* [EXERCISE INSTRUCTIONS]
Please copy exactly the lines that begin with the one containing "[point] every instance of the yellow" and end with the last line of the entries.

-- START --

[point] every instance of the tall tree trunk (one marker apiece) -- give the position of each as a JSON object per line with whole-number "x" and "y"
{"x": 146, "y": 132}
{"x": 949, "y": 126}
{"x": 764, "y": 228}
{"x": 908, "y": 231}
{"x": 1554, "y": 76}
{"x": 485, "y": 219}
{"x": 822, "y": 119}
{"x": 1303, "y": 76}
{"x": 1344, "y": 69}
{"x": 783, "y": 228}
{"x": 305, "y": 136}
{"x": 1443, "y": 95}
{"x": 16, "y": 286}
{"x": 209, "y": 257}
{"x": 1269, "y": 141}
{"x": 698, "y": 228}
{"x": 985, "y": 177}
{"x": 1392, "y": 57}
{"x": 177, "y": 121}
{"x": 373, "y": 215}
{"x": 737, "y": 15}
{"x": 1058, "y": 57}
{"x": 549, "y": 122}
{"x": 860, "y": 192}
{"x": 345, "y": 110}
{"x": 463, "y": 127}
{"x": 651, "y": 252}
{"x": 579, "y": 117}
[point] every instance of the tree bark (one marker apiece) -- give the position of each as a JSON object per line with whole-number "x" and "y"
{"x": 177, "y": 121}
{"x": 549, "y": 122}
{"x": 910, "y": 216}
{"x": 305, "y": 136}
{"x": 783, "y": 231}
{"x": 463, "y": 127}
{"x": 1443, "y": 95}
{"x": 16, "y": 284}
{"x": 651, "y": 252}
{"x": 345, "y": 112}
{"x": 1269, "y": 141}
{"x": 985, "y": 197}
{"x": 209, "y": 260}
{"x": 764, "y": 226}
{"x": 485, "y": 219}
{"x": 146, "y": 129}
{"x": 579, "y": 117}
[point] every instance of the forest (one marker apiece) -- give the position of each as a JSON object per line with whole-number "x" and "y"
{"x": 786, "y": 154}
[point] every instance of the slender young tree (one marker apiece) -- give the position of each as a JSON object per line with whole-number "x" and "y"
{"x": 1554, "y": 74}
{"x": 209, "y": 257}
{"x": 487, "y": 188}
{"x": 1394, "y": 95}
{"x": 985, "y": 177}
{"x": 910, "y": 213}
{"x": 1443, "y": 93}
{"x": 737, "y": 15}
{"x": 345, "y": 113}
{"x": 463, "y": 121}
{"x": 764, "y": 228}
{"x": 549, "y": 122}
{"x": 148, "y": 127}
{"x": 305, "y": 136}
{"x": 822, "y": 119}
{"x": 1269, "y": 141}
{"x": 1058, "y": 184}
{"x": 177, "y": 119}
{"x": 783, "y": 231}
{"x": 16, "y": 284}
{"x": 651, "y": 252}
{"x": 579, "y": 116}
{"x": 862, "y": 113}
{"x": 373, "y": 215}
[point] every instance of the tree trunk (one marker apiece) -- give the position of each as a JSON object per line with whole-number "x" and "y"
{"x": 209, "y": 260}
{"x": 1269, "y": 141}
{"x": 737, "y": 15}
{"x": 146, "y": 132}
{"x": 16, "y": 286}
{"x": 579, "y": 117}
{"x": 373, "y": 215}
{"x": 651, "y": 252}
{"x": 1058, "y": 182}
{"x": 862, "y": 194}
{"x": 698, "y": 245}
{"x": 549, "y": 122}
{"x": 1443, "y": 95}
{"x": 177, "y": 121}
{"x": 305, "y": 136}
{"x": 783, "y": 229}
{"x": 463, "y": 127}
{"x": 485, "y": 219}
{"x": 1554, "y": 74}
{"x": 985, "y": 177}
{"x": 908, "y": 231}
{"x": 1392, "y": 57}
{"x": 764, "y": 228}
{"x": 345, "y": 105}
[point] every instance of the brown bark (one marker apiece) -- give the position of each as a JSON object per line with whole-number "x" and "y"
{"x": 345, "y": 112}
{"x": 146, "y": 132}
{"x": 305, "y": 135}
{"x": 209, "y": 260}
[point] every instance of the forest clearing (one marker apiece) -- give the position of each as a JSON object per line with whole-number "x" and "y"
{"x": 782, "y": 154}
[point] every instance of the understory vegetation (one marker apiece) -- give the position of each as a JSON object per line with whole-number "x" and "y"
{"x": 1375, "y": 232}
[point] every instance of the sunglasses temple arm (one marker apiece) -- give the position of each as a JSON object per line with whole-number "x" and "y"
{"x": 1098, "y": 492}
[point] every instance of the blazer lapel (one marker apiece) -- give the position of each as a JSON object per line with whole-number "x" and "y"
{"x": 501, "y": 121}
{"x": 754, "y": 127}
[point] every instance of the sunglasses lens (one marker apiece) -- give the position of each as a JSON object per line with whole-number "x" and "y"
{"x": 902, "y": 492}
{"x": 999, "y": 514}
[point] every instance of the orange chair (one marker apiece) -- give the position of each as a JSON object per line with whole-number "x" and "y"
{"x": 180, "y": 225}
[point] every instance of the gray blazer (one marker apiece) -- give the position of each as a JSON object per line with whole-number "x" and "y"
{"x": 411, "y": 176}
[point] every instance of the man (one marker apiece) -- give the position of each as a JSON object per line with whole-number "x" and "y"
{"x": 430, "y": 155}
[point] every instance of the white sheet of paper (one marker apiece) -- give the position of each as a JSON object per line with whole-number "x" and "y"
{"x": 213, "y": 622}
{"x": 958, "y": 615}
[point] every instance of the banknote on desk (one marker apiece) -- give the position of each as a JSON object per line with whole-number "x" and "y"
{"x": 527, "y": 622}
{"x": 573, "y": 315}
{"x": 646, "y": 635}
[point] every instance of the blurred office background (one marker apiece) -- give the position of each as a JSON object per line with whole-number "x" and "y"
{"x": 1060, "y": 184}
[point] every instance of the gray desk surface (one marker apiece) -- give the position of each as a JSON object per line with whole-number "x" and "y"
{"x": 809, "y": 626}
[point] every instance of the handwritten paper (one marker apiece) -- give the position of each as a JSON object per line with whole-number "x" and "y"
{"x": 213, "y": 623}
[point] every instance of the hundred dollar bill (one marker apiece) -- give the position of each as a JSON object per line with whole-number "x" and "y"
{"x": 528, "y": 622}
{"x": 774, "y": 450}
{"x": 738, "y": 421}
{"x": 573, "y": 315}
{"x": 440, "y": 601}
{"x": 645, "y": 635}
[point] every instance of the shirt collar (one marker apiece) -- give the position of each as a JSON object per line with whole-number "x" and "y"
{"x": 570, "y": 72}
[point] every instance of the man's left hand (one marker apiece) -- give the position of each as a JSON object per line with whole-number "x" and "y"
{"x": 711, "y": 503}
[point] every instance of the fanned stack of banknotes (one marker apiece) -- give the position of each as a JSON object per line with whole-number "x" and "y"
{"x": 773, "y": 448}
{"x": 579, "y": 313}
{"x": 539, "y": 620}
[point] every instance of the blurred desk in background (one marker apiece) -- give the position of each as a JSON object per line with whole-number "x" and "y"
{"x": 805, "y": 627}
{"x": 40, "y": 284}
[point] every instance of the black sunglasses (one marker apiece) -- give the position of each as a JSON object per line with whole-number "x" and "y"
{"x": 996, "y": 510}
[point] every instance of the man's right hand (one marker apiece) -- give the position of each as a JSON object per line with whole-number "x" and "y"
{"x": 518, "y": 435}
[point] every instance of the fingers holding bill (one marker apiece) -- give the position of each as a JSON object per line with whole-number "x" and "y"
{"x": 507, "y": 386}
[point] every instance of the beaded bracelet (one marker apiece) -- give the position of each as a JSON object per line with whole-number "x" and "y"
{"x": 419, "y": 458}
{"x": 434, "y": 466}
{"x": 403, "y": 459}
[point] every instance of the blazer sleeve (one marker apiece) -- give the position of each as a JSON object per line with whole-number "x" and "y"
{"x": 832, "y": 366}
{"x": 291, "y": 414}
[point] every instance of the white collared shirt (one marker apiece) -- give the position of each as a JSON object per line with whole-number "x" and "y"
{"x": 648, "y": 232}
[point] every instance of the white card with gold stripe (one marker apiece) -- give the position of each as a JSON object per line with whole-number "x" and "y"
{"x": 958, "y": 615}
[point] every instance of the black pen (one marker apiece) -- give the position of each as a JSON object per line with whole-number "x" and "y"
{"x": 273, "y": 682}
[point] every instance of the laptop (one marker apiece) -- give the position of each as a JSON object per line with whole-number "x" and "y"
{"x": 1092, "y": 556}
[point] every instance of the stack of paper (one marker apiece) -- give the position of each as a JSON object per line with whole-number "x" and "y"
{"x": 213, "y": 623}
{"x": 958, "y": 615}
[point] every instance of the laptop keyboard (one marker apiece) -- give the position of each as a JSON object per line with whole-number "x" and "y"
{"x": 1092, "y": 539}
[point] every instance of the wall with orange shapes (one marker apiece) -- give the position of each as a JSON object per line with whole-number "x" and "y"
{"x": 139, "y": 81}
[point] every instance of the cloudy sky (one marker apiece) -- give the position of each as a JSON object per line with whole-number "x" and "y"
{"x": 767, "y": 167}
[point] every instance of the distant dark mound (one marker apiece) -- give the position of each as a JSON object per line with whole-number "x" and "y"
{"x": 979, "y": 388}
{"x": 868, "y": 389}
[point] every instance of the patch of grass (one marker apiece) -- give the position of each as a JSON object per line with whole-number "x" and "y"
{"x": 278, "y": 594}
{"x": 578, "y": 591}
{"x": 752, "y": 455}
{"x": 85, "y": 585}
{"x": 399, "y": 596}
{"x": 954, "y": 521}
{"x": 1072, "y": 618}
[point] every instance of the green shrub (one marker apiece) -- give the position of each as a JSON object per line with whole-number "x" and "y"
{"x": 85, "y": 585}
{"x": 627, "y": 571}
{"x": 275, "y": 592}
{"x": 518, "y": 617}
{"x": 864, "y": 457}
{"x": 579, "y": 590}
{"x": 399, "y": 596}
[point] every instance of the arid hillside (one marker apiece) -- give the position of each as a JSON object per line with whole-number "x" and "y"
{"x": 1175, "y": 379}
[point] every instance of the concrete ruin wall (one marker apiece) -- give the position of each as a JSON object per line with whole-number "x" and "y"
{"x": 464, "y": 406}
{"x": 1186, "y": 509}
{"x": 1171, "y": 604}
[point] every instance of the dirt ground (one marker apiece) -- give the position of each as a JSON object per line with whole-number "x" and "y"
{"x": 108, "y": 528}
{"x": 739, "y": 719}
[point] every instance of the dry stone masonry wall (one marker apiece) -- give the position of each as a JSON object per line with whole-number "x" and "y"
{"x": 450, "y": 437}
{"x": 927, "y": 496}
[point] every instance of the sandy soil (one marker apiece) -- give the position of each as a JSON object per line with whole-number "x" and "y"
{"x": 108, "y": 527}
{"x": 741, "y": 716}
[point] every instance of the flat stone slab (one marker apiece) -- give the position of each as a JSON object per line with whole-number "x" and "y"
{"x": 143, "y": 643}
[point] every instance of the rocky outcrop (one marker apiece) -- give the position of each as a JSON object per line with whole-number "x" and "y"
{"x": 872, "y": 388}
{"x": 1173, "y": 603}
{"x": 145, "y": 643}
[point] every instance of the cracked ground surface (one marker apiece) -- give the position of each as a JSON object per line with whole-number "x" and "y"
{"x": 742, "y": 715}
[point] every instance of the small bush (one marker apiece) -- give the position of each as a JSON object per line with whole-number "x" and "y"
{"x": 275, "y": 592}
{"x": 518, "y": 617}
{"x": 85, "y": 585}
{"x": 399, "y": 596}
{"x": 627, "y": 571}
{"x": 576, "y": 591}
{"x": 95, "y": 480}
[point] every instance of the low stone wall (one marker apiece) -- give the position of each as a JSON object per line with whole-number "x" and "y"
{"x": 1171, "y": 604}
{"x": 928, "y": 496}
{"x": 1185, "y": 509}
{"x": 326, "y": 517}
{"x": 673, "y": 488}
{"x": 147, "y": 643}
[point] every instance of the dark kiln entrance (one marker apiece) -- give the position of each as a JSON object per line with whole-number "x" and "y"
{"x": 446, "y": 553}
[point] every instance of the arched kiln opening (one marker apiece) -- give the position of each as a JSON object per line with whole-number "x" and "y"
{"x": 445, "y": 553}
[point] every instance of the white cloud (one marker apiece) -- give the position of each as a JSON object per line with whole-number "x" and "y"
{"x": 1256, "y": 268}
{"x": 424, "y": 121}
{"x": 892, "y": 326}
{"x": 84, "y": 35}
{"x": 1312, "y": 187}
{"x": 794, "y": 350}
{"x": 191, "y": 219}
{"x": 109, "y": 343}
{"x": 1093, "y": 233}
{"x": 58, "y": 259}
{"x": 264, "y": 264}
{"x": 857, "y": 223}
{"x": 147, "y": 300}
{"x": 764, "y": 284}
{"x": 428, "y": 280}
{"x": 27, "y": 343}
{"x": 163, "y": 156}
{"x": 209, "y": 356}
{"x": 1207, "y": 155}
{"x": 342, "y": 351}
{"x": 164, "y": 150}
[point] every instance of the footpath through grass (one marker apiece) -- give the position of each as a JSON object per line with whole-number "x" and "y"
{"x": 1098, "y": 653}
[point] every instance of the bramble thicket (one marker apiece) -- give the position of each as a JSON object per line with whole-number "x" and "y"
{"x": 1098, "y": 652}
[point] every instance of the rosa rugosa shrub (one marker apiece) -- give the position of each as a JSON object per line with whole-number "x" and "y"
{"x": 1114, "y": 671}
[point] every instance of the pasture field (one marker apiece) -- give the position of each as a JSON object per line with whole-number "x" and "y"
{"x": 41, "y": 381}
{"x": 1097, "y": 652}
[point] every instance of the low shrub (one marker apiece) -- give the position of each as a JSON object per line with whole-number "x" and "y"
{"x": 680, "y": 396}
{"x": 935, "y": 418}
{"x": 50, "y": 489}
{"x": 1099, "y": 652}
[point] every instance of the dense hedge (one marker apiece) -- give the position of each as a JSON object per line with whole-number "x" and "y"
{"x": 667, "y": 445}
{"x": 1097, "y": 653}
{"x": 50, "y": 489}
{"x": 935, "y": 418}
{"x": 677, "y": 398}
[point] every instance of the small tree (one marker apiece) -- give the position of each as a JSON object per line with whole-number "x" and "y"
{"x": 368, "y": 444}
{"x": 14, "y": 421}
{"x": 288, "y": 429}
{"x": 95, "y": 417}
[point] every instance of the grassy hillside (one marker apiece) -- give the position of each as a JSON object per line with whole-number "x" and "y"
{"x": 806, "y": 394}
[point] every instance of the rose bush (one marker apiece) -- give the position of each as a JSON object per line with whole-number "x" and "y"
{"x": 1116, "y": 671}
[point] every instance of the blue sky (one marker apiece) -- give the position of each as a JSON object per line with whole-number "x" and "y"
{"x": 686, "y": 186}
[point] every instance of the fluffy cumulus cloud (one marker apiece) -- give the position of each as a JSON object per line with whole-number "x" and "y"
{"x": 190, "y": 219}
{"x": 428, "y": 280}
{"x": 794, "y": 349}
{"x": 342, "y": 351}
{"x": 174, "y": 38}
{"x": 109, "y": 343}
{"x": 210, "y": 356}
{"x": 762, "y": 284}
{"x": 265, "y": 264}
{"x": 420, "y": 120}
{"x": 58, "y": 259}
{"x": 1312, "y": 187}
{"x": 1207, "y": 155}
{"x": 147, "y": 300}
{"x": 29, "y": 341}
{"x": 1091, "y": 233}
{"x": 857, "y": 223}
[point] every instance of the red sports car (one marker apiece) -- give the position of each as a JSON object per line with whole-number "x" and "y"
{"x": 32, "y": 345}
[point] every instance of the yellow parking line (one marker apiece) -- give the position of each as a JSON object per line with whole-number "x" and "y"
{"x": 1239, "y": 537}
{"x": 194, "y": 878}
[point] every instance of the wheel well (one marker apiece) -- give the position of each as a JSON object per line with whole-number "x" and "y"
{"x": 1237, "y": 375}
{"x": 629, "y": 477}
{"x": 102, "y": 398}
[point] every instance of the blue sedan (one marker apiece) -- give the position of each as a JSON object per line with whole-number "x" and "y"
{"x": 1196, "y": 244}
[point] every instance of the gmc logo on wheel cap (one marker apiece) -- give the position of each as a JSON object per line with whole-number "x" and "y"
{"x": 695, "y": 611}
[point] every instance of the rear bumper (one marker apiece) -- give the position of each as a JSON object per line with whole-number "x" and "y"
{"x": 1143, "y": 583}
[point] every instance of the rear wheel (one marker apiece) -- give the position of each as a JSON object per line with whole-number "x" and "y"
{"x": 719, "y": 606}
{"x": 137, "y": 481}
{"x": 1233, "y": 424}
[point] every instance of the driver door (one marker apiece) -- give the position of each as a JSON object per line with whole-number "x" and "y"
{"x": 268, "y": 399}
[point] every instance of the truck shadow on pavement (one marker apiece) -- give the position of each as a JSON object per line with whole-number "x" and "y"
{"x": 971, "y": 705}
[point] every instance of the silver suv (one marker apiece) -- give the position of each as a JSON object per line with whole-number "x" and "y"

-- END --

* [COMPLETE OUTPUT]
[point] every instance of the yellow parking line (one marker apiece) -- give the position of each as a JSON object per line with whole-number "x" and "y"
{"x": 1239, "y": 537}
{"x": 194, "y": 878}
[point] every instance of the wheel well (one marker apiece) -- give the position of each as a JSON object per line with whole-number "x" and "y"
{"x": 1237, "y": 375}
{"x": 629, "y": 477}
{"x": 102, "y": 398}
[point] every instance of the blue sedan (one marker apiece) -- give the position of each as a JSON object per line with whole-number "x" and "y"
{"x": 1196, "y": 244}
[point] every instance of the gmc logo on wheel cap (one marker apiece) -- give the position of each as a JSON object per line with whole-number "x" and "y"
{"x": 695, "y": 611}
[point] every instance of the rear bumper (one marker apiece) -- give the position of each as a JSON object per line with whole-number "x" and "y"
{"x": 1143, "y": 583}
[point] every instance of the rear wheel (one marker apiece) -- give the position of each as a JSON object per line with whole-number "x" and "y"
{"x": 719, "y": 606}
{"x": 137, "y": 481}
{"x": 1233, "y": 424}
[point] every instance of the driver door (one marker apiece) -- give the position of each as a JSON object per line with whole-number "x" and "y"
{"x": 268, "y": 399}
[point] every instance of the truck shadow on pavement (one marker apiece) -- give the position of each as a JSON object per line with whole-number "x" and "y"
{"x": 971, "y": 705}
[point] every instance of the silver suv (one marker apiece) -- give the position of each as a JSON object per line with whole-number "x" and "y"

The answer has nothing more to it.